— BEGIN QUOTED PASSAGE —
Sen. Josh Hawley (R-MO) is urging the Justice Department to open a formal investigation into what he describes as well-funded and professionally coordinated anti-Immigration and Customs Enforcement demonstrations that he says are posing public safety and national security risks.
In a letter to Attorney General Pam Bondi on Tuesday, Hawley argued that recent protests against federal immigration enforcement aren’t spontaneous or decentralized, but reflect “a coordinated national operation” backed by opaque funding networks, nonprofit organizations, and “short-lived ‘grassroots’ fronts” designed to obscure donor identities.
It’s time for a full DOJ investigation into the left wing dark money groups funding “grassroots protests” across the nation 👉 pic.twitter.com/yoTimAwCsG
&mdah; Josh Hawley (@HawleyMO) February 3, 2026
“Recent reporting indicates that these protests are neither spontaneous nor decentralized,” Hawley wrote. “Instead, they reflect a coordinated national operation supported by layered nonprofit pass-through entities, fiscal sponsorship arrangements, and short-lived ‘grassroots’ fronts designed to obscure donor identity, funding sources, and operational control.”
— END QUOTED PASSAGE —
REQUIRED TASKS:
[A] Please translate this sentence from the article about Hawley's letter to the Justice Department into Spanish: "“Recent reporting indicates that these protests are neither spontaneous nor decentralized,” Hawley wrote."
[B] Extend the article about Hawley's letter to the Justice Department by writing what follows its final sentence.
— BEGIN DATA ENTRIES —
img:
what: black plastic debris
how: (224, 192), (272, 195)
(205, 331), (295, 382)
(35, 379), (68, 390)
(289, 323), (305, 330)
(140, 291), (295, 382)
— END DATA ENTRIES —
RESPONSE LIST:
[A] “Informes recientes indican que estas protestas no son ni espontáneas ni descentralizadas”, escribió Hawley.

[B]
Hawley said the similarities in protests across American cities, uniform messaging, and logistical coordination in Minneapolis, Portland, and parts of California point to centralized planning that may cross legal lines. He warned that if foreign groups are linked to the funding streams, the activity could violate federal prohibitions on foreign influence and potentially amount to racketeering.
Citing public-safety and national-security implications, Hawley urged the DOJ to promptly open a full investigation. The department did not respond to the Washington Examiner‘s request for comment Tuesday.
Hawley’s letter comes as senior DOJ officials have publicly linked recent anti-ICE unrest to potentially broader criminal activity that is already under federal inquiry. Todd Blanche said on Fox News’s The Ingraham Angle that federal investigators are in the process of investigating what he described as a “massive underground fraud network” in Minneapolis that appeared to pivot rapidly into organized opposition to immigration enforcement.
“We had a massive fraud going on all through Minneapolis, all through Minnesota, and suddenly it turned,” Blanche said Monday on Fox News. “It became suddenly all about ICE, all about getting ICE out.”
Blanche said investigators are making progress tracing financial streams tied to the alleged network and emphasized that following the money is now a priority.
“It’s not just a coincidence that these massive numbers of protesters and agitators show up at the same time,” he said.
As Republicans like Hawley raise concerns about a potentially robust financial and organizational structure behind anti-ICE activity, Democratic state leaders are also moving to formalize close monitoring of immigration enforcement operations.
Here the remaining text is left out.